Input Block Start

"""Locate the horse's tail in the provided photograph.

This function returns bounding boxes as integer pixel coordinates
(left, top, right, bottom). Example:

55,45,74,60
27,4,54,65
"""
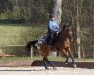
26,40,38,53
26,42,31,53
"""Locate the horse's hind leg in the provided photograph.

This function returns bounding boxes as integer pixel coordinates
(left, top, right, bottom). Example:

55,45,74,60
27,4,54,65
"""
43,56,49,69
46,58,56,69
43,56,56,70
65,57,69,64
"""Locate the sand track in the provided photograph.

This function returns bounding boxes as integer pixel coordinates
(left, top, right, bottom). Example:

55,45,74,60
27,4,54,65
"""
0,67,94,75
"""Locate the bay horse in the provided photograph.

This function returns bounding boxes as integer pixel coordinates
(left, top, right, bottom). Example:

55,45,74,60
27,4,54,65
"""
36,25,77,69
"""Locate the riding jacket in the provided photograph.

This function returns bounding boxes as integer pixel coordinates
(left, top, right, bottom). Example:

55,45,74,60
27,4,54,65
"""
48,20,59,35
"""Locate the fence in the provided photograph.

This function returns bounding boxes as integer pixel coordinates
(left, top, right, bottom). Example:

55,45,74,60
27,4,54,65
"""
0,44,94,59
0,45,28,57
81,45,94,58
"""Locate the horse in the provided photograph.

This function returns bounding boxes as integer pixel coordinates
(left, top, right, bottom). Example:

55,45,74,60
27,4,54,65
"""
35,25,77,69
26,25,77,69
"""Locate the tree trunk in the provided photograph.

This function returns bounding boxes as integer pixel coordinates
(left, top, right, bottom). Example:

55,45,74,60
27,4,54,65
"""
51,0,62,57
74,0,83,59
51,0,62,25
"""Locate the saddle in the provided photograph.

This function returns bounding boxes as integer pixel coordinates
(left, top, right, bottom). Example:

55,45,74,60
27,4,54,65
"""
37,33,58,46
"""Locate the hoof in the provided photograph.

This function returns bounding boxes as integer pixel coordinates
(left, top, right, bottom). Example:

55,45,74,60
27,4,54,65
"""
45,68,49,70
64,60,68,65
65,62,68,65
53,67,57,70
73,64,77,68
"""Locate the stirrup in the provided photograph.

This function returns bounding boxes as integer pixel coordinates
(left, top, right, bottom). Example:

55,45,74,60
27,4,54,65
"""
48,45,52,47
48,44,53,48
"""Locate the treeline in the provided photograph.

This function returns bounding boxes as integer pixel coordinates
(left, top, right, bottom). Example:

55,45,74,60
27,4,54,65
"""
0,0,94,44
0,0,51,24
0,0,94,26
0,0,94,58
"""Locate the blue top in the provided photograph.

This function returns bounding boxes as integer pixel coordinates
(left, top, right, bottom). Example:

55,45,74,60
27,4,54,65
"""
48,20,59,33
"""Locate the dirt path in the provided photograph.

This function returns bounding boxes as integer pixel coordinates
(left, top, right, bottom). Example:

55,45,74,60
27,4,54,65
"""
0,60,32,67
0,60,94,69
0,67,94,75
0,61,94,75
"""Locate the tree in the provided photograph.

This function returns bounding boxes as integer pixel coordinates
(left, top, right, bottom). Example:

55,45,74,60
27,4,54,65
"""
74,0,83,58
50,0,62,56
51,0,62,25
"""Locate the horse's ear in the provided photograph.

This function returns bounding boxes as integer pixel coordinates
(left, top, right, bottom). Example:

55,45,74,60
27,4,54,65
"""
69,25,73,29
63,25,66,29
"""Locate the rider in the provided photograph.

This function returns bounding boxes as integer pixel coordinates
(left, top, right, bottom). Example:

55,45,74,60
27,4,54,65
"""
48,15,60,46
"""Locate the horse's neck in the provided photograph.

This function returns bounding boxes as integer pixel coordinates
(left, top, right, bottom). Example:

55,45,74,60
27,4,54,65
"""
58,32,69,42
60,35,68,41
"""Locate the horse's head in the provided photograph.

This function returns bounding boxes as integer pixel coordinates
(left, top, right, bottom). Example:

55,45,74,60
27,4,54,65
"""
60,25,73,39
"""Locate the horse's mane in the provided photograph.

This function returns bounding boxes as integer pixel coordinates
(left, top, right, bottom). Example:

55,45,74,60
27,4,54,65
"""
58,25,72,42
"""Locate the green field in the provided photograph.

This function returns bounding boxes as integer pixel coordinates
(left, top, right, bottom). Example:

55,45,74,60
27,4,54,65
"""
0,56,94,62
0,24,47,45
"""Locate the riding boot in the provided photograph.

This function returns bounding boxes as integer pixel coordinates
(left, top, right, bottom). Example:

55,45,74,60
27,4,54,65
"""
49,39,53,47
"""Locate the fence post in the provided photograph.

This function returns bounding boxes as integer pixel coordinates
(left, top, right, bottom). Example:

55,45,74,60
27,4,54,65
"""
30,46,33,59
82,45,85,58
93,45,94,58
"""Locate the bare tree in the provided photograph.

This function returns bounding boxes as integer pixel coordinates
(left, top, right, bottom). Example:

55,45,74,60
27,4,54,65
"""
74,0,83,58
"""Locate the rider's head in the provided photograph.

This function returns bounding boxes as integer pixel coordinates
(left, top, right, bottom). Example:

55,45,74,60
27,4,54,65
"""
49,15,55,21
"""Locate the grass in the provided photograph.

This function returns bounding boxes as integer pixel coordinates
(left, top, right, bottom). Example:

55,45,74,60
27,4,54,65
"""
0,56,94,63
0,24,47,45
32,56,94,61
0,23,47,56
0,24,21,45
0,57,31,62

Input Block End
Input Block Start

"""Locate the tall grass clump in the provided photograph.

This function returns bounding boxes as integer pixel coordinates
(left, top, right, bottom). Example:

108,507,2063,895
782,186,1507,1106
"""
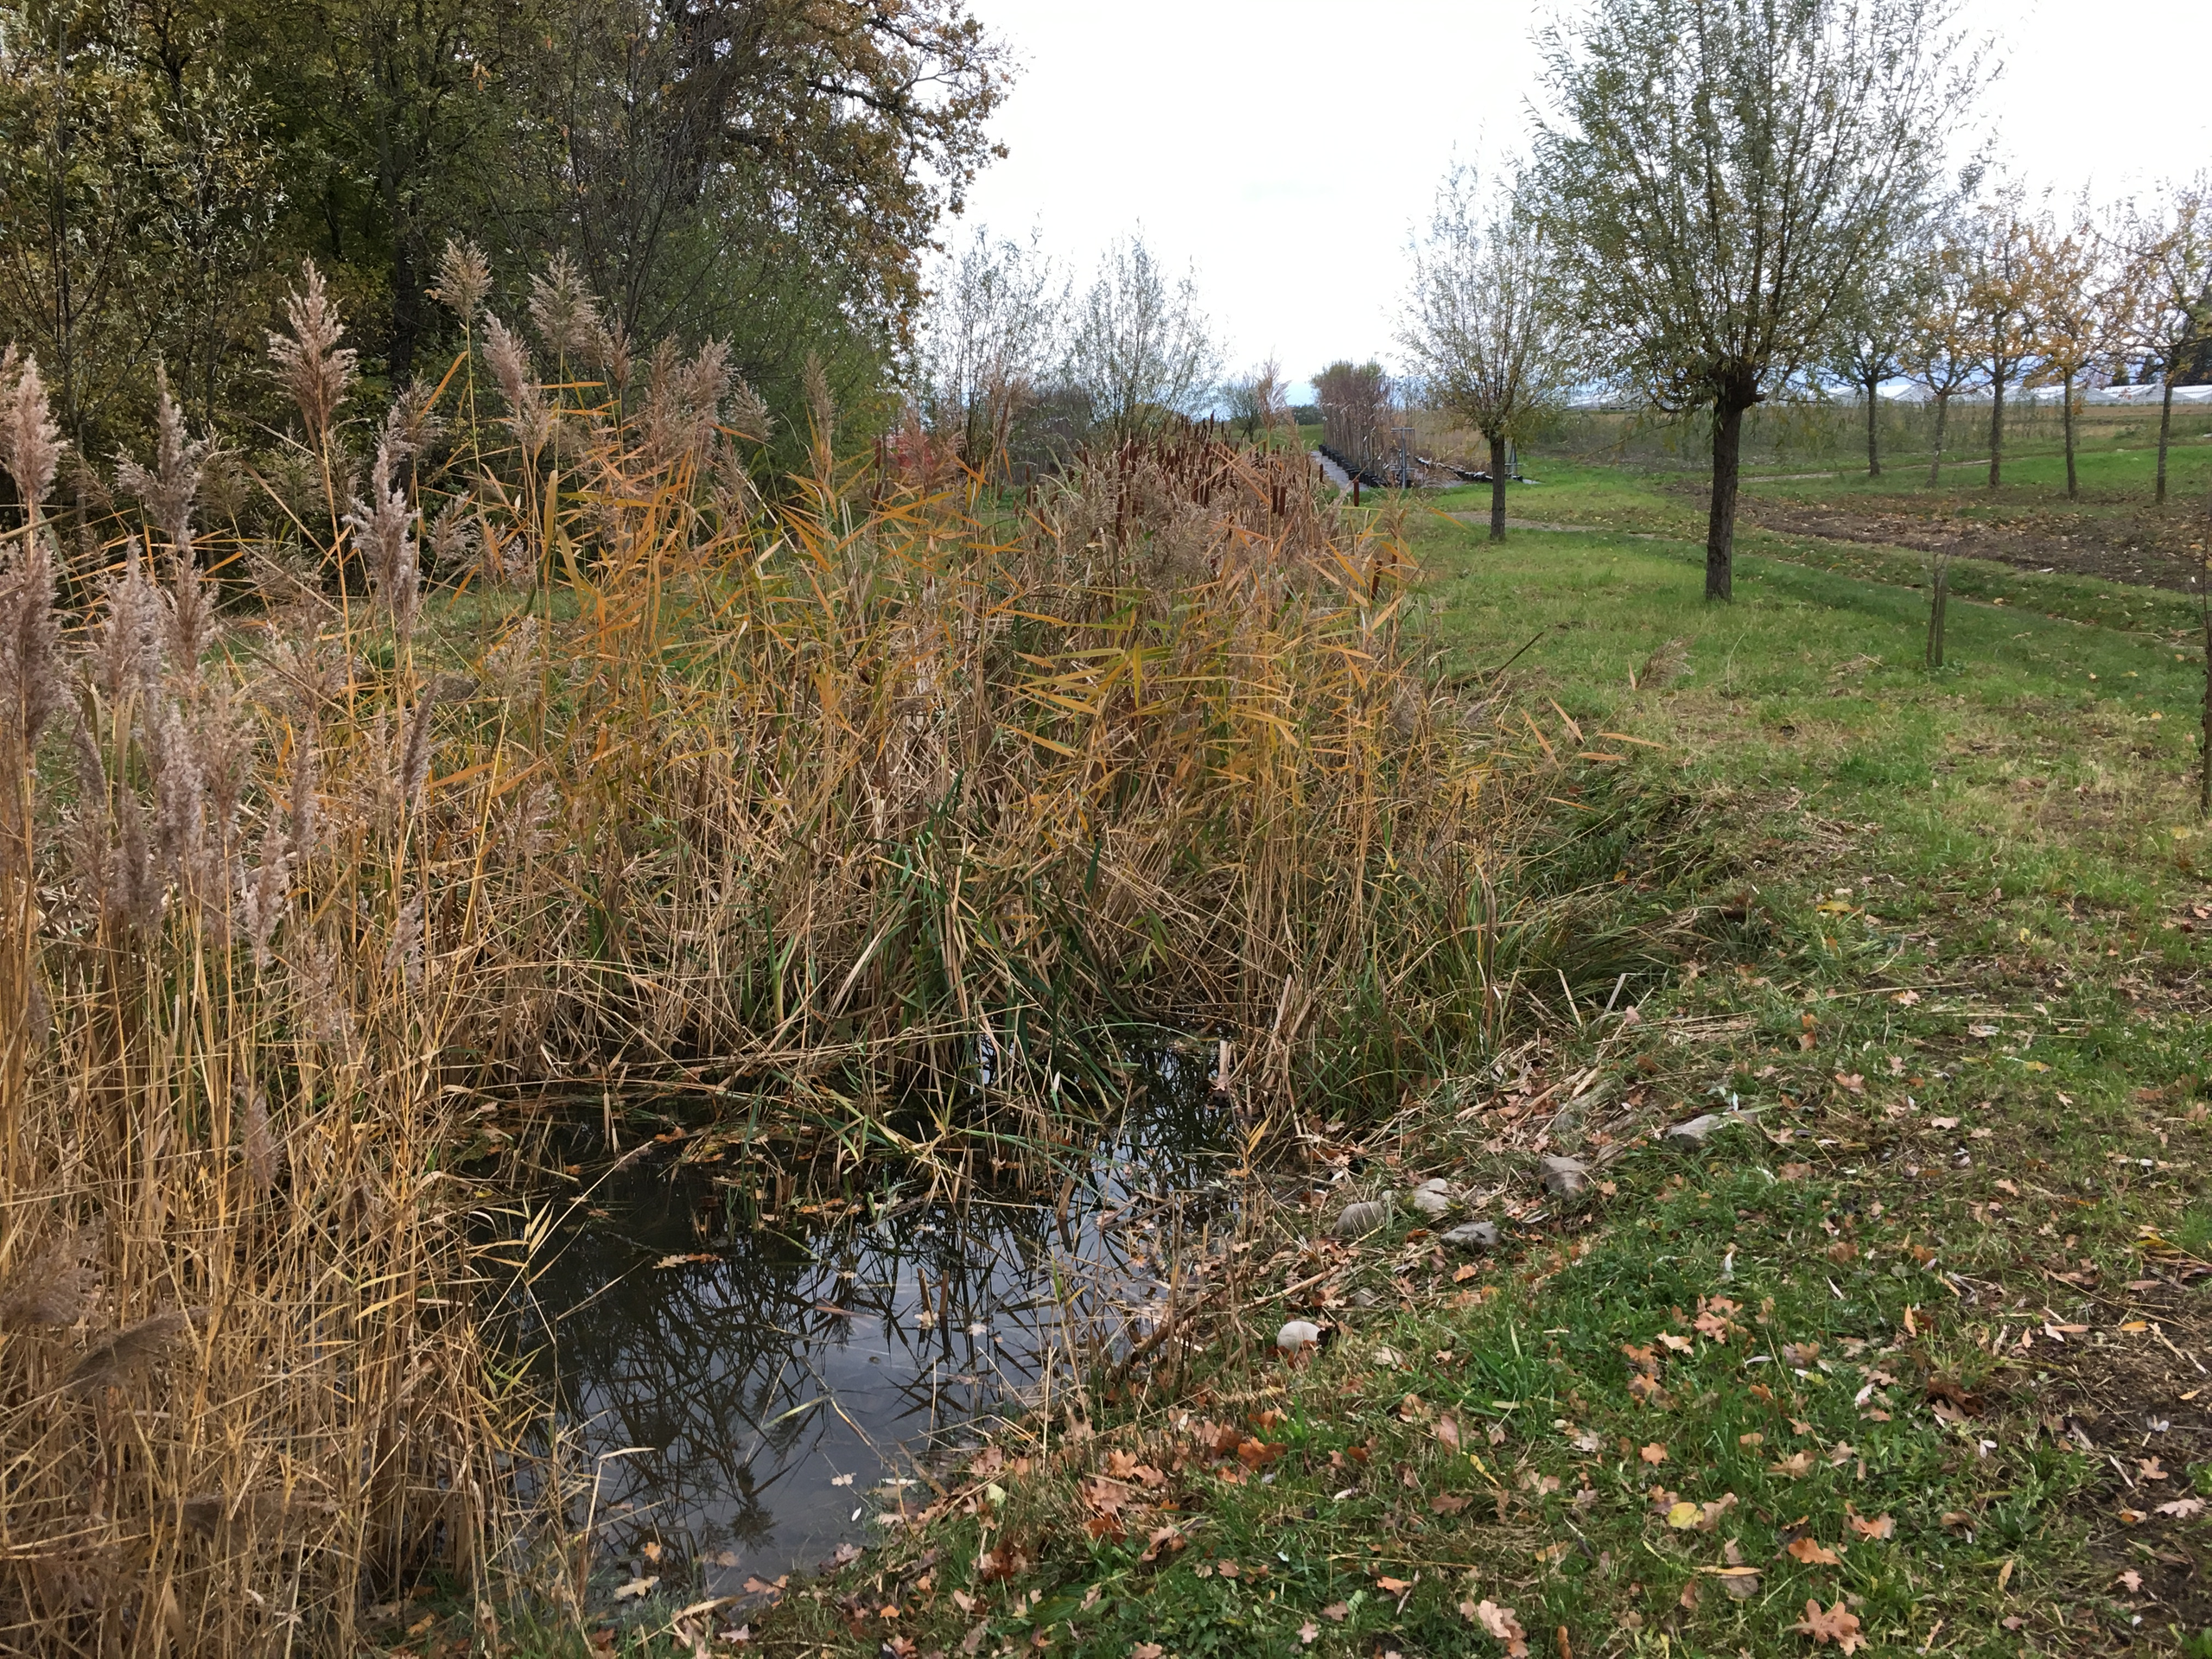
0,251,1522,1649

Input Block End
Input Block Start

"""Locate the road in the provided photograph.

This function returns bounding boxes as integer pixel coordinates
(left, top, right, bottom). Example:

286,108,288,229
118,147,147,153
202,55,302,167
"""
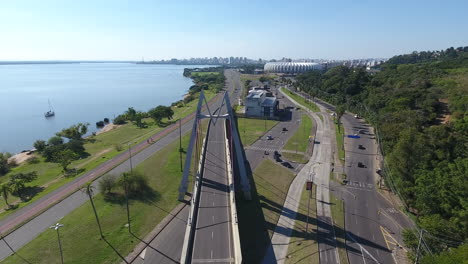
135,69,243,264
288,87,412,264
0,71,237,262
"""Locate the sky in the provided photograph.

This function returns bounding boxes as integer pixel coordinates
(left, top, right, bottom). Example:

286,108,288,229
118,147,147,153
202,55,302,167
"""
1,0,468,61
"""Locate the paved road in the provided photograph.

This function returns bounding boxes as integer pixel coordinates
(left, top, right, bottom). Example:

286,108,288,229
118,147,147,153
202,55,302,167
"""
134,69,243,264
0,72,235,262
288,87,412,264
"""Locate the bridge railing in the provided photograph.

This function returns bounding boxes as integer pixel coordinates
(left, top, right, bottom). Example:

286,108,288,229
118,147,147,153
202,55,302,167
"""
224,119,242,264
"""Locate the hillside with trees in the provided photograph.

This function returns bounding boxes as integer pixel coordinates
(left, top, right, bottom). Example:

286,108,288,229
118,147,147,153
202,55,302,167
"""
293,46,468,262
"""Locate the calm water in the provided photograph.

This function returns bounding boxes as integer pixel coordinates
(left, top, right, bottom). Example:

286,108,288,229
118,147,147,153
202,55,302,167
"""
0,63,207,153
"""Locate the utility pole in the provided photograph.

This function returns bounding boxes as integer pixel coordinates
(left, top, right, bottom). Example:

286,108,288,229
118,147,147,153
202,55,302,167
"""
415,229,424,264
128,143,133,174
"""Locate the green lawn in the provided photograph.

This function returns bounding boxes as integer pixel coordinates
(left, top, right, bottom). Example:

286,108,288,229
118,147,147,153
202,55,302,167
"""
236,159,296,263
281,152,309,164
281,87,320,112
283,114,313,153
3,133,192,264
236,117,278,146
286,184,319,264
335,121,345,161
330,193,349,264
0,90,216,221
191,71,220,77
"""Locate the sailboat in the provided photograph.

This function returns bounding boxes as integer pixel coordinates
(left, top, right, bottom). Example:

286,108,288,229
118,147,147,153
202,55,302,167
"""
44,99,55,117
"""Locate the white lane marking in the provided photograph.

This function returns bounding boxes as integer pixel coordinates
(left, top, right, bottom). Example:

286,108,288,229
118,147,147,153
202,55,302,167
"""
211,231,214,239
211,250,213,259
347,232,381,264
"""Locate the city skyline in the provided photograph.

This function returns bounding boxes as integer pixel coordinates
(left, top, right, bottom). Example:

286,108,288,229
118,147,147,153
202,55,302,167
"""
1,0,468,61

Input Block End

> _What is needed_: Please state only the number of lines above that hold the string "grass".

> _Exercise output_: 2